++++ RECORDS SHOWN

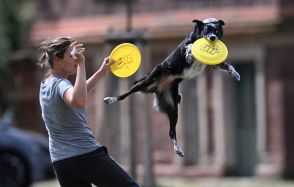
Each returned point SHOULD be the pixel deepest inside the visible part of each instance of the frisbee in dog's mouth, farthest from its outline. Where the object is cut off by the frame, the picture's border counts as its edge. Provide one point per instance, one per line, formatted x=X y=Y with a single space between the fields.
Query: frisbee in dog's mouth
x=128 y=60
x=209 y=52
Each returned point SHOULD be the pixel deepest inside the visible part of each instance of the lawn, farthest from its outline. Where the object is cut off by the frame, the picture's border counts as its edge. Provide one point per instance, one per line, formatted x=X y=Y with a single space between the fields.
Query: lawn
x=204 y=182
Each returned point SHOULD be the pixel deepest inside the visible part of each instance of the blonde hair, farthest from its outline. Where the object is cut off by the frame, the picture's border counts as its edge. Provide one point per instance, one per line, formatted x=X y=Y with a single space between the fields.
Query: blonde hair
x=50 y=49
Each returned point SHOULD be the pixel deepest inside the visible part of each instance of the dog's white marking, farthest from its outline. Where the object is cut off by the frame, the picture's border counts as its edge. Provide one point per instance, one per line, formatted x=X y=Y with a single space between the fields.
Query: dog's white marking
x=196 y=67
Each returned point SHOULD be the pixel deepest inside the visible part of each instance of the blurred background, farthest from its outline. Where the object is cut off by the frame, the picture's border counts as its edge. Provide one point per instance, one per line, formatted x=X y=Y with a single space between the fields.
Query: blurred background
x=229 y=130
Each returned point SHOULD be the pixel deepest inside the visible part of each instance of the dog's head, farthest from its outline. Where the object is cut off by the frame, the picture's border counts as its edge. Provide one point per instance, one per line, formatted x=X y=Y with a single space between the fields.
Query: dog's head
x=210 y=28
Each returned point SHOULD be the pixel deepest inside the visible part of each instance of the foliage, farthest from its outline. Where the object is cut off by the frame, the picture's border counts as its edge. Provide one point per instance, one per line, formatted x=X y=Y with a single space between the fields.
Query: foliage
x=15 y=22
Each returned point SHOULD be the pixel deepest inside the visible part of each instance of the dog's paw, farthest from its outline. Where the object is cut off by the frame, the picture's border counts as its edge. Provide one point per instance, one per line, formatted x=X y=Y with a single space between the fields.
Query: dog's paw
x=180 y=152
x=234 y=74
x=177 y=148
x=110 y=100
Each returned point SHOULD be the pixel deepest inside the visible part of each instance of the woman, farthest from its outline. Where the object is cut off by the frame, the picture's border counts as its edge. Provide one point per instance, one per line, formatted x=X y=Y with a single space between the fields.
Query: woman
x=78 y=159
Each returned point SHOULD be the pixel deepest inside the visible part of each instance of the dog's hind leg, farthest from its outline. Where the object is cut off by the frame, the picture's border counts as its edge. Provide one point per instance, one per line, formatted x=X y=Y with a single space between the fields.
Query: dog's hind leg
x=168 y=103
x=228 y=68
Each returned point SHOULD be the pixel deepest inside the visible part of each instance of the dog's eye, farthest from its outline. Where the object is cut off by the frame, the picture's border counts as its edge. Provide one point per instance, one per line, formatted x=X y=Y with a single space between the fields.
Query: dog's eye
x=208 y=30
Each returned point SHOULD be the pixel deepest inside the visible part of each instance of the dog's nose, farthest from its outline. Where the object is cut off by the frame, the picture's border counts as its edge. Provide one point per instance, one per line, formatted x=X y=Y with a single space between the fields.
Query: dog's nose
x=212 y=38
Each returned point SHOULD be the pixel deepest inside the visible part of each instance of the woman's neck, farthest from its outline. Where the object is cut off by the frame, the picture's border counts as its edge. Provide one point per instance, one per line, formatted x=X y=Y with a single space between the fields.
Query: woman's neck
x=56 y=73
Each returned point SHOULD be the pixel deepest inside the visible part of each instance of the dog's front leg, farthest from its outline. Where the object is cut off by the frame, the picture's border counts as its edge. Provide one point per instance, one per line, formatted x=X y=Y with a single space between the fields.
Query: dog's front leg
x=228 y=68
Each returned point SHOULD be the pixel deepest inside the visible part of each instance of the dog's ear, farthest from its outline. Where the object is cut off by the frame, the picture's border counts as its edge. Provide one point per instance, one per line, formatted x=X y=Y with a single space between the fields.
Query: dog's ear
x=221 y=22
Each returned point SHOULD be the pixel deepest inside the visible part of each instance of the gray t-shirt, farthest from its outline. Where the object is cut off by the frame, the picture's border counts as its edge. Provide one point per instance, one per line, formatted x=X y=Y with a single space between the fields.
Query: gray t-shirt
x=68 y=130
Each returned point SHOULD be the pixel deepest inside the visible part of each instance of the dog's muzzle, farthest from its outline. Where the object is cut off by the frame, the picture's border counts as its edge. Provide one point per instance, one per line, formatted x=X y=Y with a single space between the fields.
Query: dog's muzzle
x=211 y=37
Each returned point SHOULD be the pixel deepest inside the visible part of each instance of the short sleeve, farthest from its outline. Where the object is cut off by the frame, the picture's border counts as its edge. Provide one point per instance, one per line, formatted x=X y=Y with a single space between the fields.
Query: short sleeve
x=63 y=85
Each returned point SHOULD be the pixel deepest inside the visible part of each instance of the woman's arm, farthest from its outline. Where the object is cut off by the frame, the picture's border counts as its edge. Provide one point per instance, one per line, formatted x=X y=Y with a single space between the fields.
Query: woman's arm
x=77 y=95
x=102 y=71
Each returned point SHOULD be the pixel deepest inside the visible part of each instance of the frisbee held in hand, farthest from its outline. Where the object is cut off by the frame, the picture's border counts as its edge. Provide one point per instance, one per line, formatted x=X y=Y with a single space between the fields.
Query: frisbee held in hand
x=209 y=52
x=128 y=60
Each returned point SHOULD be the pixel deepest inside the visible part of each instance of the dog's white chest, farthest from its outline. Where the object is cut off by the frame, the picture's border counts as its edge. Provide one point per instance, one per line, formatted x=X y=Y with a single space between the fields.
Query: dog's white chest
x=196 y=67
x=194 y=70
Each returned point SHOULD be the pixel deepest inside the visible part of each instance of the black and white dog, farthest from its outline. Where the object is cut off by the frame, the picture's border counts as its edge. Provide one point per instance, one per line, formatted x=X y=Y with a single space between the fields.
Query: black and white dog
x=165 y=78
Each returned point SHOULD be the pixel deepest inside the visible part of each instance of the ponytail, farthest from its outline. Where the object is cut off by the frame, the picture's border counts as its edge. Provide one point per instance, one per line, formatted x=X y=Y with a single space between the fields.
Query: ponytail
x=49 y=50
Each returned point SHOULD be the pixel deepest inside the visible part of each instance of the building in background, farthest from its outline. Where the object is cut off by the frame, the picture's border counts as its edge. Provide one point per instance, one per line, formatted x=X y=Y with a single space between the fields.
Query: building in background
x=226 y=128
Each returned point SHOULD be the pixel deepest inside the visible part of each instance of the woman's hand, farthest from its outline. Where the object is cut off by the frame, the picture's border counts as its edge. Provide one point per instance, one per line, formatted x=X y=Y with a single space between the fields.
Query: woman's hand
x=105 y=67
x=77 y=52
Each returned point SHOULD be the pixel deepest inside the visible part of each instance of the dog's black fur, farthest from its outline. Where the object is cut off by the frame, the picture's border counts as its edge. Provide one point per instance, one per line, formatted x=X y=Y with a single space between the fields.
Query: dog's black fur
x=165 y=78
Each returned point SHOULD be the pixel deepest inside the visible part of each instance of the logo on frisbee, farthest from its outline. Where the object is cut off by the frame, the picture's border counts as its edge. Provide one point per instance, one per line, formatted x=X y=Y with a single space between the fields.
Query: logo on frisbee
x=208 y=52
x=128 y=60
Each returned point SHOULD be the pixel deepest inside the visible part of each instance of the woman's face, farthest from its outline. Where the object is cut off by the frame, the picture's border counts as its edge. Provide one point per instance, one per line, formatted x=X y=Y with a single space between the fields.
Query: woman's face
x=68 y=64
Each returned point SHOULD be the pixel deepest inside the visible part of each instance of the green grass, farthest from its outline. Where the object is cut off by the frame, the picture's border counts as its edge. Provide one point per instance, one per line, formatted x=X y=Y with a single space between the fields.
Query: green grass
x=203 y=182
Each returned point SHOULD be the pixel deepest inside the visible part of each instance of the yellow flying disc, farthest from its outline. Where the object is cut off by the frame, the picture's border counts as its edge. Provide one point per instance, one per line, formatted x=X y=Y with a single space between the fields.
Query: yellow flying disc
x=209 y=52
x=128 y=60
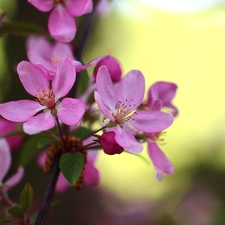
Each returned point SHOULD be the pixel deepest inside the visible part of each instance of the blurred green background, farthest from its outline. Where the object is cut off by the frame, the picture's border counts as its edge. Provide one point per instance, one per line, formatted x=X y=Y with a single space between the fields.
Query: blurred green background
x=187 y=48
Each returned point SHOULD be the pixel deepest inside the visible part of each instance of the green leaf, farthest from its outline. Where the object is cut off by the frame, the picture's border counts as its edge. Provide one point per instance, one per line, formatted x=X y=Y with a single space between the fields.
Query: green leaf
x=4 y=221
x=30 y=148
x=16 y=212
x=71 y=165
x=83 y=81
x=44 y=142
x=26 y=198
x=82 y=133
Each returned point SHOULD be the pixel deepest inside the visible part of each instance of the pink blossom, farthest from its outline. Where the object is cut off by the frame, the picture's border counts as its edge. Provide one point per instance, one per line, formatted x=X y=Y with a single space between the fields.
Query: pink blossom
x=119 y=104
x=109 y=144
x=160 y=95
x=48 y=95
x=61 y=23
x=159 y=159
x=5 y=162
x=91 y=174
x=46 y=56
x=6 y=127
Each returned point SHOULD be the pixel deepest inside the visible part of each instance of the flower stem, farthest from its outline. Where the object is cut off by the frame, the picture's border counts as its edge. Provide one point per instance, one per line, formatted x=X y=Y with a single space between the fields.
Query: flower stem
x=61 y=135
x=5 y=199
x=42 y=215
x=43 y=212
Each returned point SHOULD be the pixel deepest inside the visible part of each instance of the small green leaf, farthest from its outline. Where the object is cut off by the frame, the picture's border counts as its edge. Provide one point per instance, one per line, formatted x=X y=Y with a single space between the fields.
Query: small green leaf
x=83 y=81
x=16 y=212
x=26 y=198
x=4 y=221
x=71 y=165
x=30 y=148
x=82 y=132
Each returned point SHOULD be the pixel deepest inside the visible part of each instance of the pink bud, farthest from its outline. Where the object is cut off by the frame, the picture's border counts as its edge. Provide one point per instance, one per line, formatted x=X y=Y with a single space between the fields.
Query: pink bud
x=113 y=67
x=109 y=144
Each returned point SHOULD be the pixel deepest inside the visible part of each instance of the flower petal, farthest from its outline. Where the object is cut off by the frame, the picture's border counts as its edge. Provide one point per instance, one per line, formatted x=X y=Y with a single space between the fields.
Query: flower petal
x=61 y=50
x=127 y=140
x=5 y=158
x=6 y=127
x=42 y=5
x=78 y=7
x=41 y=122
x=151 y=121
x=131 y=89
x=160 y=161
x=165 y=92
x=61 y=25
x=33 y=78
x=102 y=107
x=62 y=184
x=80 y=67
x=14 y=179
x=70 y=111
x=41 y=46
x=64 y=78
x=20 y=111
x=105 y=88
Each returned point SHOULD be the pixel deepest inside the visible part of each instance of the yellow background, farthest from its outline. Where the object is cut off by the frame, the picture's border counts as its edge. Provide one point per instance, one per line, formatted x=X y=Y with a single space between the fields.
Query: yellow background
x=187 y=49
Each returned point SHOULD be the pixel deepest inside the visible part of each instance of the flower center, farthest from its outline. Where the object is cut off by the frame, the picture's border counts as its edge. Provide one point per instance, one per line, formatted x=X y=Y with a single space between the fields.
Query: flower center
x=124 y=112
x=156 y=137
x=55 y=59
x=45 y=99
x=62 y=2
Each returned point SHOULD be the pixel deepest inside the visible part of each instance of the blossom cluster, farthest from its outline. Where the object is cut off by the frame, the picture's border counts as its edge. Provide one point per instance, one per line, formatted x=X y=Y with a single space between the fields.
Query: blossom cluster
x=113 y=102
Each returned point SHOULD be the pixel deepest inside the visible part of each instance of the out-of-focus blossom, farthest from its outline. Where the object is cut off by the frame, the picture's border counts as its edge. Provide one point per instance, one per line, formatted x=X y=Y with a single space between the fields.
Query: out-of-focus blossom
x=160 y=95
x=159 y=160
x=119 y=104
x=5 y=162
x=109 y=144
x=103 y=7
x=61 y=22
x=35 y=81
x=113 y=67
x=6 y=127
x=46 y=56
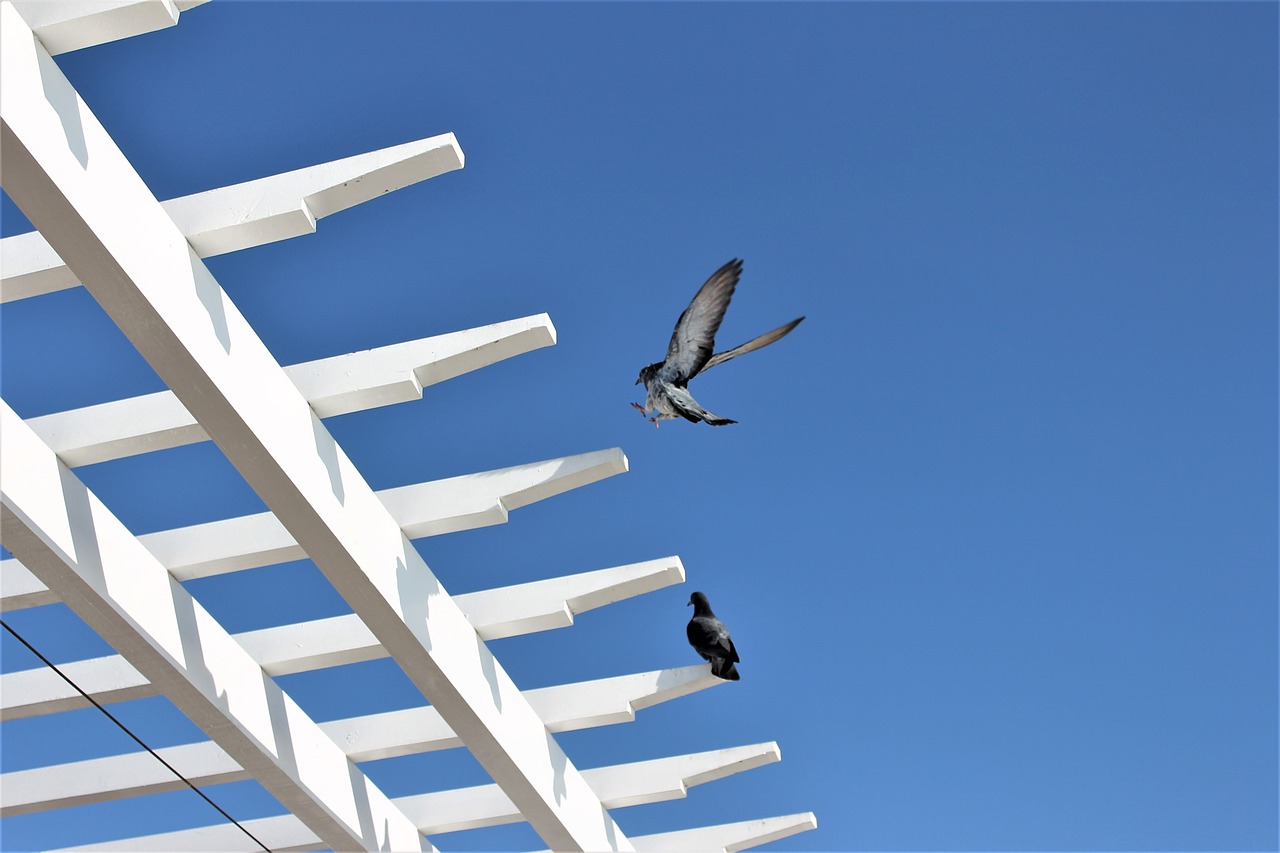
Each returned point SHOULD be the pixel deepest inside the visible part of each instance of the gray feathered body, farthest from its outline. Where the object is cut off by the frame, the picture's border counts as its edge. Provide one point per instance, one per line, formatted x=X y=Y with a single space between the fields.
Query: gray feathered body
x=691 y=351
x=711 y=639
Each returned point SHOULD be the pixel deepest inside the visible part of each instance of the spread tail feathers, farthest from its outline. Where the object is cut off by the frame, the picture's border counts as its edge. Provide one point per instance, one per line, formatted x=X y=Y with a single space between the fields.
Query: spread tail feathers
x=754 y=343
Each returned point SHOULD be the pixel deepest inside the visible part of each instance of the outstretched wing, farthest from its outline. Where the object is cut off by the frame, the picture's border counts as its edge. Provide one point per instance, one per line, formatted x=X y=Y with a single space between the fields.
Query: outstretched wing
x=694 y=338
x=754 y=343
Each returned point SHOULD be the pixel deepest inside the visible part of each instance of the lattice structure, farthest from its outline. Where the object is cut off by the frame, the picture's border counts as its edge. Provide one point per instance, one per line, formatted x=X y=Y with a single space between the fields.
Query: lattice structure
x=99 y=227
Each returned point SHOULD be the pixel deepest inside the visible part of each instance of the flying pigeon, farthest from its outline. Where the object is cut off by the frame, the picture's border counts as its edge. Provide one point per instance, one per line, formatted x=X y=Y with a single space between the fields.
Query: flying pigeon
x=690 y=351
x=711 y=639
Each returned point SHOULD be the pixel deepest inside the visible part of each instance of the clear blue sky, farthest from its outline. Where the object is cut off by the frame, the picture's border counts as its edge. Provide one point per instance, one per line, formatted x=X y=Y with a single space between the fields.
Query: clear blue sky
x=996 y=534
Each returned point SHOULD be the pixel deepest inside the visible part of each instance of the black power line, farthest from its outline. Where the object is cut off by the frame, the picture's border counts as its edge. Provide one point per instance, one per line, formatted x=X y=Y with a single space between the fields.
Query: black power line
x=126 y=730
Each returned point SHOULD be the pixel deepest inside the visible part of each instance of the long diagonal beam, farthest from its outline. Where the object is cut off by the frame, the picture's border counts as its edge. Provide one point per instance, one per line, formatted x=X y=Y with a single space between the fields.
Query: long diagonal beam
x=621 y=785
x=76 y=186
x=74 y=543
x=247 y=214
x=391 y=734
x=421 y=510
x=334 y=386
x=298 y=647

++++++++

EXERCISE INSTRUCTIONS
Of the lines above, retype only those from the line containing "Query: building in background" through the line containing "woman's hand, farthest", including both, exactly.

SOLUTION FOR THIS EXERCISE
Query: building in background
x=226 y=128
Each returned point SHOULD be the pixel deepest inside the visible part of each instance of the woman's hand, farthest from its outline. Where the object is cut off by the frame, the picture's border counts as its edge. Provide one point per instance, one per line, formatted x=X y=Y with a single space between the fields.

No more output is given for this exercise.